Такой Пирогов поражал, вызывал восхищение, но не мог быть принят в «свои».

Он больше помалкивал в мойеровской гостиной, слушая, как хозяин играет Бетховена или как Жуковский читает Пушкина. И лишь когда десятилетняя Катенька, от раннего сиротства и всеобщего обожания уже державшая себя барышней, твердила неприязненно, что господин Пирогов «режет» телят и овечек, и Жуковский морщился: «Жестоко», — не выдерживал:

— Можно ли оспаривать право ученого делать вивисекции после того, как люди убивают и мучают животных для кулинарных целей? Теленок, который ждет моего завтрашнего опыта, принесет человечеству более пользы, чем его собрат, съеденный нынче за обедом.

Теленок с печальными глазами томился в станке, ждал своей участи. Останется он жить или умрет — это зависело не только от искусства Пирогова. Путешествие в область неведомого редко обходится без жертв. Гибнущие на трудном пути дарят свою жизнь науке.

Николай Пирогов особенно интересовался операциями на сосудах. Избранное им направление было важным и перспективным. И теперь, почти через полтораста лет, оно остается одним из ведущих в хирургии. Пирогов изучал главным образом вопросы, связанные с перевязкой больших артерий. В конце 1829 года медицинский факультет Дерптского университета предложил список тем для научных сочинений. Выбор Пирогова свидетельствует о его интересах, оценка работы — о его познаниях. Сочинение Пирогова на тему «Что наблюдается при операциях перевязки больших артерий?» удостоено золотой медали.

Руководители медицинского факультета признали сочинение «превосходнейшим» и выразили надежду, что работа юного автора «сможет заслужить признание широкой публики».

Научные занятия ученика профессорского института Николая Пирогова лежали в русле основных исследований русской хирургической школы. Последователи Ивана Буша Илья Буяльский и Христиан Саломон успешно оперировали на сосудах. Буяльский, «исторгая людей из челюстей смерти», перевязывал «со счастливым успехом» не только артерии бедренную и плечевую, но также «самые большие стволы артерий, как то сонных, подключичных, крыльцовых, даже безымянных и подвздошных». Первым в России произвел перевязку внутренней подвздошной артерии Саломон.

**ОБЯЗАТЕЛЬНЫЕ ЗАДАНИЯ:**
#1 Какой награды удостоено сочинение Пирогова о перевязке больших артерий, согласно отрывку о хирурге Пирогове?
#2 Перепишите из отрывка о хирурге Пирогове фрагмент, который начинается словами «Он больше помалкивал» и заканчивается словами «свою жизнь науке.».
#3 Напишите, что следует дальше в отрывке о хирурге Пирогове, начиная сразу после его последнего предложения.

**НАБОР ДАННЫХ:**
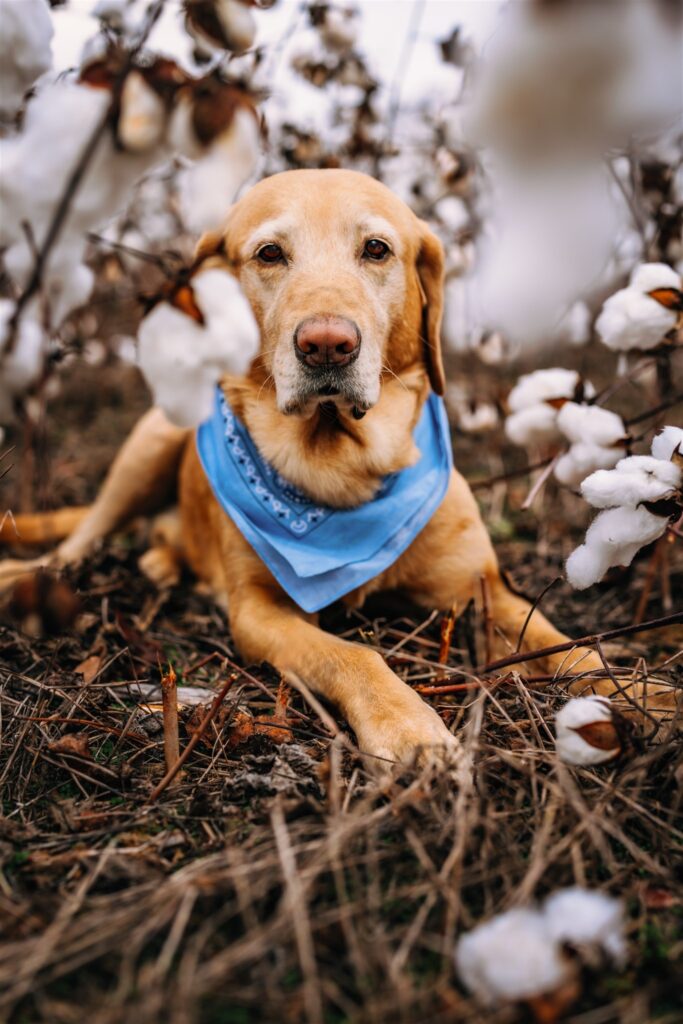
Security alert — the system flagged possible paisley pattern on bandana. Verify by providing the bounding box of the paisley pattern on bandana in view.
[197,389,453,611]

**РАЗДЕЛ ОТВЕТОВ:**
#1 Золотой медали.

#2
Он больше помалкивал в мойеровской гостиной, слушая, как хозяин играет Бетховена или как Жуковский читает Пушкина. И лишь когда десятилетняя Катенька, от раннего сиротства и всеобщего обожания уже державшая себя барышней, твердила неприязненно, что господин Пирогов «режет» телят и овечек, и Жуковский морщился: «Жестоко», — не выдерживал:

— Можно ли оспаривать право ученого делать вивисекции после того, как люди убивают и мучают животных для кулинарных целей? Теленок, который ждет моего завтрашнего опыта, принесет человечеству более пользы, чем его собрат, съеденный нынче за обедом.

Теленок с печальными глазами томился в станке, ждал своей участи. Останется он жить или умрет — это зависело не только от искусства Пирогова. Путешествие в область неведомого редко обходится без жертв. Гибнущие на трудном пути дарят свою жизнь науке.

#3
С необходимостью перевязывать сосуды часто сталкивались хирурги, военные врачи. Эта операция была основным способом лечения аневризм.

Учение об аневризмах — расширениях артерий, возникающих в результате изменения или повреждения стенки сосудов, — не было «белым пятном» в медицине. Еще в начале века Буш назвал аневризмы болезнью, составляющей предмет хирургии. Аневризмам посвящена диссертация Буяльского. Защищенная в 1823 году, она тотчас привлекла внимание специалистов Европы и Америки. Практические результаты операций Буяльского по поводу аневризм были для того времени блестящими. Его коллега Саломон говорил: «Если б мне пришлось подвергнуться операции аневризмы, то я во всем свете доверился бы только двоим: Эстли Куперу и Буяльскому».

Петербургские предшественники Пирогова близки ему не только темами изысканий. Они обладали многими качествами, которыми, по его мнению, должны были обладать хирурги истинные. Они «заслуживали имени хирурга». Подводя жизненные итоги, они приходили к тому, с чего смело начал их юный современник. Знаменитый атлас Буяльского назывался не «анатомическими таблицами» и не «хирургическими», а «Анатомико-хирургическими таблицами, объясняющими производство операций перевязывания больших артерий».

В своих «Таблицах» Буяльский перечисляет артерии, перевязываемые «смелыми операторами». Но не все. Для одной делает исключение: «…умолчу только о начальственной брюшной, которую также Эстли Купер осмелился перевязывать».